## [REQUEST]
Copy the lines of the listing verbatim, from the line with "the dried twig" to the line with "x=885, y=111", including both. Leave out the pictures.

━━━━

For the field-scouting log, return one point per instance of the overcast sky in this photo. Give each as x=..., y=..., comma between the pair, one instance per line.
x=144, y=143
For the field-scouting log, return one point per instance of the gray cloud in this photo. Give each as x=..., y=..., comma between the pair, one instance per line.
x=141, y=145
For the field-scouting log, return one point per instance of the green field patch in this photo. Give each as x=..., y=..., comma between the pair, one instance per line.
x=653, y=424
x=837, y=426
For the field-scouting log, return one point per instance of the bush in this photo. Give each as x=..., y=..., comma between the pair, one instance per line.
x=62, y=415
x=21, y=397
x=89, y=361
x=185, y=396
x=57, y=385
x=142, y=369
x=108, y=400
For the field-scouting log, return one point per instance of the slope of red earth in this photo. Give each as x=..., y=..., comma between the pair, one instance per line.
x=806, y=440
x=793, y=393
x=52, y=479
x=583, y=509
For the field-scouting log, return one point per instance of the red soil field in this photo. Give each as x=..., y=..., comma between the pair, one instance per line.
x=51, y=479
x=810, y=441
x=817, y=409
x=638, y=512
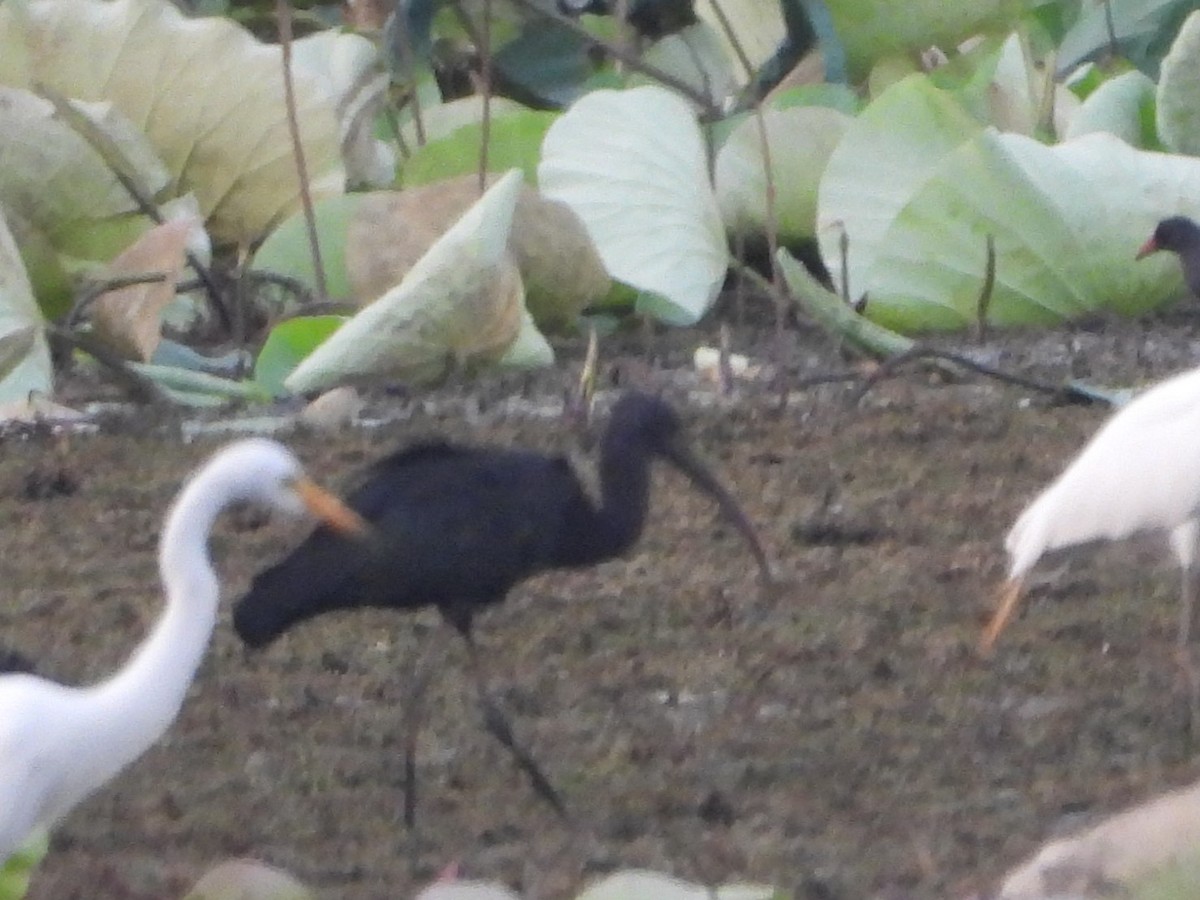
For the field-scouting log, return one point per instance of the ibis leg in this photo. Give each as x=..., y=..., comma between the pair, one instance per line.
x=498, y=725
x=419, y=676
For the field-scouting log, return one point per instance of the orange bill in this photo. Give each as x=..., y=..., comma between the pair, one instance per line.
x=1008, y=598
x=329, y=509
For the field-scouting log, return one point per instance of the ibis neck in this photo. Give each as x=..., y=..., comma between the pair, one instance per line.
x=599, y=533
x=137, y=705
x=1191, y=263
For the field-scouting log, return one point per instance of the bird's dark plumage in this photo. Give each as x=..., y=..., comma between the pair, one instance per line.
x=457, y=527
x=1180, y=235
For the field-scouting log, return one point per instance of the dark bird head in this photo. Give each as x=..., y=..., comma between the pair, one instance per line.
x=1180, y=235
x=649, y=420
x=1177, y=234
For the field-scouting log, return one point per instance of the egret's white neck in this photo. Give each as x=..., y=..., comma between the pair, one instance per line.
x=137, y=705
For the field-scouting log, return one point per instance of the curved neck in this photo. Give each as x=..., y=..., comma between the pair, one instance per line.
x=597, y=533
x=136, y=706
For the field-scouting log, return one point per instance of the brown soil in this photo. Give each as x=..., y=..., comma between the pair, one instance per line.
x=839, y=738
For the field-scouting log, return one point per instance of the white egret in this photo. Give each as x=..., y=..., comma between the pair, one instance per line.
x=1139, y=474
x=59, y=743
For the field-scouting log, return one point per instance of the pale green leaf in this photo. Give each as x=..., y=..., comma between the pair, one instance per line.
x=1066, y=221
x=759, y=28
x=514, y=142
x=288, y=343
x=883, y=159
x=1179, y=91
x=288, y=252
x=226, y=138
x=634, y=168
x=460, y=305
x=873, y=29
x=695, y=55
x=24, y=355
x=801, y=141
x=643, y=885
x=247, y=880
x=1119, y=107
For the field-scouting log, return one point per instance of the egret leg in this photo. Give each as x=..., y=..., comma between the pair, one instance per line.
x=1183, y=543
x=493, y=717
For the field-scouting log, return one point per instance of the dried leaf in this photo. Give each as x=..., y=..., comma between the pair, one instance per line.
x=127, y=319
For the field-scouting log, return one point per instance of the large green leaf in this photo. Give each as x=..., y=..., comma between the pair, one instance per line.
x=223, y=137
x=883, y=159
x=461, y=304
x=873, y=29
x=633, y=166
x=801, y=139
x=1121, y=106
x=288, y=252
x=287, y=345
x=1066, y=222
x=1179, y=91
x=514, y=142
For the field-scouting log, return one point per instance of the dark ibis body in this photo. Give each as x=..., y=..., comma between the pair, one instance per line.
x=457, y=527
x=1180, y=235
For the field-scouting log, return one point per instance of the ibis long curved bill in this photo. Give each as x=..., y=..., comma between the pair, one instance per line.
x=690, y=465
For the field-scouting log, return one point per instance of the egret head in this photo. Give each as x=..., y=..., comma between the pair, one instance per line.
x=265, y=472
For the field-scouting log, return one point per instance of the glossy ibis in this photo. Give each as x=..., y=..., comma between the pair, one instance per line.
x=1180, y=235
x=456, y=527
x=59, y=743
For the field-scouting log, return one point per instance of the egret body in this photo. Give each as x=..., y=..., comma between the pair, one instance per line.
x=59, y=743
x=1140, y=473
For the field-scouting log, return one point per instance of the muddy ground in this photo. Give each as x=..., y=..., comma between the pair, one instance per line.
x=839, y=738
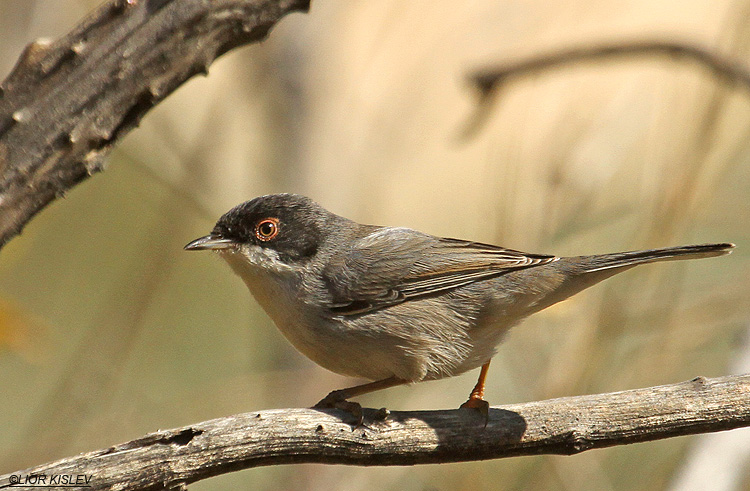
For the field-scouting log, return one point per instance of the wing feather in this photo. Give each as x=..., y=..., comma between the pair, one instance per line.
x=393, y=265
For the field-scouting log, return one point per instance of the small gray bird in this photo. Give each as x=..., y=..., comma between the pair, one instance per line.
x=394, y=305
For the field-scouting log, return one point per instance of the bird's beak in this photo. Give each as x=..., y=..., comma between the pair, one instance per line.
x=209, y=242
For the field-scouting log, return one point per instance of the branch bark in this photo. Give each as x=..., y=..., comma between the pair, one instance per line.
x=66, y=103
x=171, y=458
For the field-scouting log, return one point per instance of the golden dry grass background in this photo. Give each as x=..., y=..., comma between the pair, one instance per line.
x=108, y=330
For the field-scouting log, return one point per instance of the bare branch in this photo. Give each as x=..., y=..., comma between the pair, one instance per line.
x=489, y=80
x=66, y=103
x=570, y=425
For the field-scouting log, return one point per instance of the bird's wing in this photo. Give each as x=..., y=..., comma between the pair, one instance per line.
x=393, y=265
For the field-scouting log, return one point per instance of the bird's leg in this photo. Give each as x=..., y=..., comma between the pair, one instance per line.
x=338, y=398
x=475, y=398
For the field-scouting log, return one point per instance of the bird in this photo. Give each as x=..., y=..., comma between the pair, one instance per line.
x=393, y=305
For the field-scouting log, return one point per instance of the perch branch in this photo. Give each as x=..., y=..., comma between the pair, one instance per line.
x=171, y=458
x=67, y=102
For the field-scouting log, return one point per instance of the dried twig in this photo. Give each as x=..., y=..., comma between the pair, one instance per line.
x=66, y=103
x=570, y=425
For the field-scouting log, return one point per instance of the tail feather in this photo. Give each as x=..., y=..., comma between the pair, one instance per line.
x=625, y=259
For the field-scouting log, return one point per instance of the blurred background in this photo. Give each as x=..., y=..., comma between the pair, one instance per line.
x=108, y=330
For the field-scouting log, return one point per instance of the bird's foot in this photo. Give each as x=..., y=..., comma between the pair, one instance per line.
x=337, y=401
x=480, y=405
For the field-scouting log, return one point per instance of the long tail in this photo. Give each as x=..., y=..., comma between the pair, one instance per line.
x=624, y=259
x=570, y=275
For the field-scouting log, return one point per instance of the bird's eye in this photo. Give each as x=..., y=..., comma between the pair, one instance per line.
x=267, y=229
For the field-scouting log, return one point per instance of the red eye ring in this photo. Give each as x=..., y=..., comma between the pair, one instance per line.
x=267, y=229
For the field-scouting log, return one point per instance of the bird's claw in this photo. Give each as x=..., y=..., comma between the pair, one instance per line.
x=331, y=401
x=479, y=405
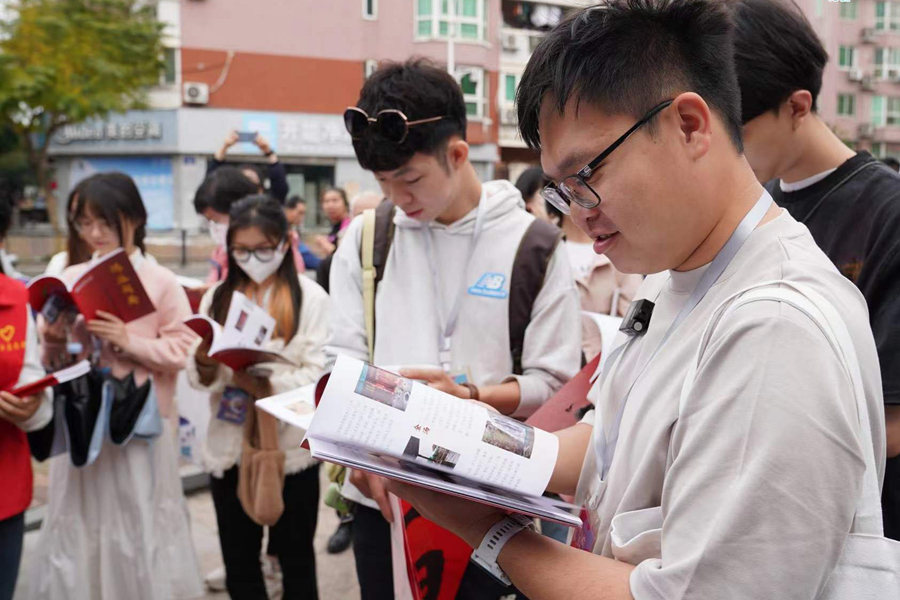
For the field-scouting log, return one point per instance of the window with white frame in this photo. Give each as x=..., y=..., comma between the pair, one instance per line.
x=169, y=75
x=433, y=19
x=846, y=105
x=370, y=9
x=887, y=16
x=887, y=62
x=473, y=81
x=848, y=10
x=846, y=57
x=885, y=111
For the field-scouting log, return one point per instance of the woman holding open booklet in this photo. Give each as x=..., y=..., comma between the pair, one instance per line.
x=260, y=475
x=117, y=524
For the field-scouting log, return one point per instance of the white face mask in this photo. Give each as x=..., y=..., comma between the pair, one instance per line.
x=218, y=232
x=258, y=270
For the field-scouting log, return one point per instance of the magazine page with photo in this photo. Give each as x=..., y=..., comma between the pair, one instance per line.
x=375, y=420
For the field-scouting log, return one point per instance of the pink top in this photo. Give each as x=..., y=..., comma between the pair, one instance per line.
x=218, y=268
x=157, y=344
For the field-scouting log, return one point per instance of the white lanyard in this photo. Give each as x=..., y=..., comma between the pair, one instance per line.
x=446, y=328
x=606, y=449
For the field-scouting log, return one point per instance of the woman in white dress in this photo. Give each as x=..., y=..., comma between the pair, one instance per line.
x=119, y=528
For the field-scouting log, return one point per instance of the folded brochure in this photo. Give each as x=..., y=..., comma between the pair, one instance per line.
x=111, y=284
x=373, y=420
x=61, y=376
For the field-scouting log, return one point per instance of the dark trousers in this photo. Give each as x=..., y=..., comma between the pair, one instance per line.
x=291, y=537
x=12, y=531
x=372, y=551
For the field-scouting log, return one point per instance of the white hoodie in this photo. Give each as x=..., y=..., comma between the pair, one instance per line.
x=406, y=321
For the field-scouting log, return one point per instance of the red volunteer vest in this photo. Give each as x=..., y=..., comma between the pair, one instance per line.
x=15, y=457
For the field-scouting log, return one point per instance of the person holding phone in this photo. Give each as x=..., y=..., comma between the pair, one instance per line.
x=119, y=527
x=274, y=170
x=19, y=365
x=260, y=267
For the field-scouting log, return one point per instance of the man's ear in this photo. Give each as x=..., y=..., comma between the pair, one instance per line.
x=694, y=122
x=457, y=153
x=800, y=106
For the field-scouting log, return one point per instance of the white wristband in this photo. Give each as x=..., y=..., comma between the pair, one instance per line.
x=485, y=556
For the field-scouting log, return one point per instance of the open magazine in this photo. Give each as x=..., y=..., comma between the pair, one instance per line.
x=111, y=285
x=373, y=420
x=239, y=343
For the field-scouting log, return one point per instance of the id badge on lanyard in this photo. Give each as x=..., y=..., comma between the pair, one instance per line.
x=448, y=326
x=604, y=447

━━━━

## [THE OUTPUT]
For the field-scouting log, return one point per instance of the dried twig in this photo. Give each as x=..., y=..., comma between the pair, one instance per line.
x=66, y=103
x=570, y=425
For the field-scouting log, return one point per instance of the tail feather in this photo. Give each as x=..., y=..., comma between the pair, one instance per line.
x=625, y=259
For the field-scouting log, return one point per instance of the blurred background in this photo. Give each as x=..., y=..., comma between the pair, one instance per line.
x=108, y=330
For the field-scouting log, return one point per instance of the bird's foot in this photo. Give each as x=..., y=..., comma between the pair, one instance per line.
x=337, y=401
x=480, y=405
For the field-scouting log, return one point per instance of the long tail in this photo. Give each as x=..., y=..., comma between the pair, one instance per line.
x=624, y=259
x=570, y=275
For the field-scouting log, return one point per instance of the bird's eye in this photo. Give each as x=..., y=..., comma between the pair, one instance per line.
x=267, y=229
For the field-scouting log, return one point per instance of the red eye ring in this photo. Give each as x=..., y=..., comma between the pair, one instance per line.
x=267, y=229
For the field-scouting log, return one point per instance of the bird's claw in this photo. Give each as x=..., y=..., comma between the pair, one instance per line.
x=331, y=401
x=479, y=405
For the field-scouting log, return one point per instance of the window with white frame in this photo. Give each as x=..., y=..., comma between the pair, one instance per line.
x=169, y=75
x=433, y=19
x=846, y=105
x=370, y=9
x=887, y=16
x=887, y=62
x=473, y=81
x=848, y=10
x=846, y=57
x=885, y=111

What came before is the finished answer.